Dataset rows:
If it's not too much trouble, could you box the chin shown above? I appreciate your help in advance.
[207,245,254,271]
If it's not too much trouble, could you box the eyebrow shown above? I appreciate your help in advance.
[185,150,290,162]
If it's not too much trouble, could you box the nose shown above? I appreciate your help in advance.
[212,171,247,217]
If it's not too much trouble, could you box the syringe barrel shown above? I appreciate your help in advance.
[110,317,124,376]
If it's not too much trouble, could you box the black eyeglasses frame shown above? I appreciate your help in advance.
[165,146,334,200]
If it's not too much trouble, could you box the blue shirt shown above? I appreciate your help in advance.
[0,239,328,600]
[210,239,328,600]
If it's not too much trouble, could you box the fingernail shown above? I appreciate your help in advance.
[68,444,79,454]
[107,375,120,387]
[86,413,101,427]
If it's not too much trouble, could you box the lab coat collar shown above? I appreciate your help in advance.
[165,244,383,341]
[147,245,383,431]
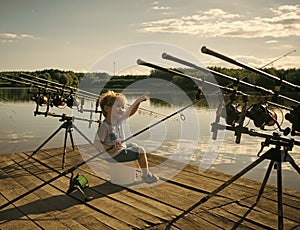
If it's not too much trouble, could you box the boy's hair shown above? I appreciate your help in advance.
[100,90,126,117]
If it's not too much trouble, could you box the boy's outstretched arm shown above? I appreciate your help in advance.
[124,95,148,117]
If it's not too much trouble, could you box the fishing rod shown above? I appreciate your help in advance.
[137,59,246,95]
[0,97,202,210]
[259,50,296,69]
[162,53,300,137]
[0,73,173,121]
[21,73,99,98]
[162,53,300,104]
[201,46,300,92]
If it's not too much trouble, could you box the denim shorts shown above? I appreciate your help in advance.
[109,146,140,162]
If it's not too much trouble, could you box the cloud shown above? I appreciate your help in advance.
[152,2,173,15]
[140,4,300,38]
[0,33,39,43]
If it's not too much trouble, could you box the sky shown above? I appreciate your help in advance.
[0,0,300,72]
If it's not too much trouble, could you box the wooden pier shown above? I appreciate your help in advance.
[0,147,300,230]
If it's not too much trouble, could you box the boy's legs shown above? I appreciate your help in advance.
[138,147,149,176]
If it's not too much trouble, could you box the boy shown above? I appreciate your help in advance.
[98,91,159,184]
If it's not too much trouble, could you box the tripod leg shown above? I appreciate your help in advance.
[276,161,283,229]
[61,128,69,169]
[73,124,93,145]
[167,152,269,228]
[69,128,75,151]
[256,160,274,203]
[29,125,63,158]
[287,154,300,174]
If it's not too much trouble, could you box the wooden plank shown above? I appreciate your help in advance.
[10,151,137,228]
[0,148,300,229]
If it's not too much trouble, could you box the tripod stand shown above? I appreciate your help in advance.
[29,114,92,169]
[167,126,300,229]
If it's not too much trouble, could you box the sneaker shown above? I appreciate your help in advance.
[142,172,159,184]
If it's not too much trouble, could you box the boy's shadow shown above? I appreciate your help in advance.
[0,182,125,223]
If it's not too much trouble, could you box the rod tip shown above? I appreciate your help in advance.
[136,59,145,65]
[201,46,207,53]
[161,53,169,59]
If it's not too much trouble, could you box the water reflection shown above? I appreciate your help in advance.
[0,89,300,191]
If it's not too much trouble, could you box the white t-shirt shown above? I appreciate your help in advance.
[98,120,126,157]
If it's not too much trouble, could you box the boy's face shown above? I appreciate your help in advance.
[110,99,125,119]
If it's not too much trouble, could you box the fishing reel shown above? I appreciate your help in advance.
[221,103,241,125]
[67,172,93,201]
[285,105,300,136]
[246,103,277,129]
[221,103,284,132]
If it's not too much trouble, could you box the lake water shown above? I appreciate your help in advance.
[0,89,300,191]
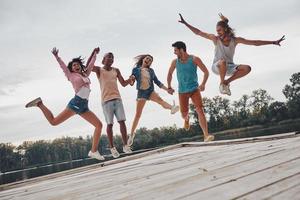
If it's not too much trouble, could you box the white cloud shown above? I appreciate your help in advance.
[0,0,300,142]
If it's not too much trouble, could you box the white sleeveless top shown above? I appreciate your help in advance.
[98,67,121,103]
[213,38,237,63]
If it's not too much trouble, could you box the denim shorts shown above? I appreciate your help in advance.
[102,99,126,124]
[211,61,239,76]
[137,89,154,100]
[67,95,89,115]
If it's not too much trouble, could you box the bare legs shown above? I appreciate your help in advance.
[224,65,251,85]
[38,102,76,126]
[218,60,251,85]
[149,92,172,110]
[131,99,146,134]
[106,121,127,148]
[38,102,102,152]
[80,111,102,152]
[131,91,172,134]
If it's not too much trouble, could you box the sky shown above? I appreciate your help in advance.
[0,0,300,144]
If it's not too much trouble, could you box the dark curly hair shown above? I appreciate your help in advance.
[68,56,86,74]
[134,54,153,67]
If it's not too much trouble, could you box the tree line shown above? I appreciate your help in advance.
[0,72,300,172]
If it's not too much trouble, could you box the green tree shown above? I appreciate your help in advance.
[282,72,300,118]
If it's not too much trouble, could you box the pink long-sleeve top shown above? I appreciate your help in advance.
[56,53,97,93]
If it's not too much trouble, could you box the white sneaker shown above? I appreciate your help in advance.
[123,145,132,153]
[171,101,179,115]
[127,133,135,147]
[25,97,42,108]
[88,151,105,160]
[110,147,120,158]
[204,135,215,142]
[224,84,231,96]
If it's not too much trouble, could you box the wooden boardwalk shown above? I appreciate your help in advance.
[0,133,300,200]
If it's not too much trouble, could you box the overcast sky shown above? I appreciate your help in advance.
[0,0,300,144]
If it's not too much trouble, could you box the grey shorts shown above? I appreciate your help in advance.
[211,61,239,76]
[102,99,126,124]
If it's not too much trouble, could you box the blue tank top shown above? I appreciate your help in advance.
[176,56,199,93]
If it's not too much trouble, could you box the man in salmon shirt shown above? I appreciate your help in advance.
[88,52,132,158]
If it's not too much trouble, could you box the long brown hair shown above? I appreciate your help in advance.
[217,18,235,37]
[134,54,153,67]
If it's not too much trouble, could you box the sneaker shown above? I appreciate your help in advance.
[88,151,105,160]
[171,101,179,115]
[224,84,231,96]
[127,133,135,147]
[183,119,190,131]
[204,135,215,142]
[123,145,132,153]
[110,147,120,158]
[25,97,42,108]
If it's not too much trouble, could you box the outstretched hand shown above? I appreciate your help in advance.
[274,35,285,46]
[178,13,186,24]
[167,88,175,95]
[51,47,58,57]
[94,47,100,54]
[219,13,229,23]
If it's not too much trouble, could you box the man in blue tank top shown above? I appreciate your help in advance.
[167,41,214,142]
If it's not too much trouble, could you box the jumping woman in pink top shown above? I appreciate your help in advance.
[25,47,104,160]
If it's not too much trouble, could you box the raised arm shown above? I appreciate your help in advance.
[86,47,100,76]
[167,59,176,94]
[51,47,71,80]
[116,68,131,87]
[193,56,209,91]
[178,14,217,42]
[235,36,285,46]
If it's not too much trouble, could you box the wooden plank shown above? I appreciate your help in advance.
[268,184,300,200]
[0,141,282,199]
[184,157,300,200]
[237,173,300,199]
[0,134,300,200]
[118,139,299,199]
[66,139,300,198]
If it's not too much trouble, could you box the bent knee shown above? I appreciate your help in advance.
[195,106,204,114]
[218,59,226,66]
[95,121,103,129]
[181,112,189,119]
[246,65,251,73]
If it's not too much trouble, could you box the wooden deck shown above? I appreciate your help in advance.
[0,133,300,200]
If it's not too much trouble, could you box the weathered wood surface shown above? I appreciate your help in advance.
[0,133,300,200]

• [Task]:
Pick out every line in the data above that contains the word "cloud" and copy each one.

• [Response to the task]:
If it's not too much trouble, could you box the cloud shown above? I appreciate your help in advance.
If it's not too much trouble, could you box the white cloud shown above? I appreciate your help in advance.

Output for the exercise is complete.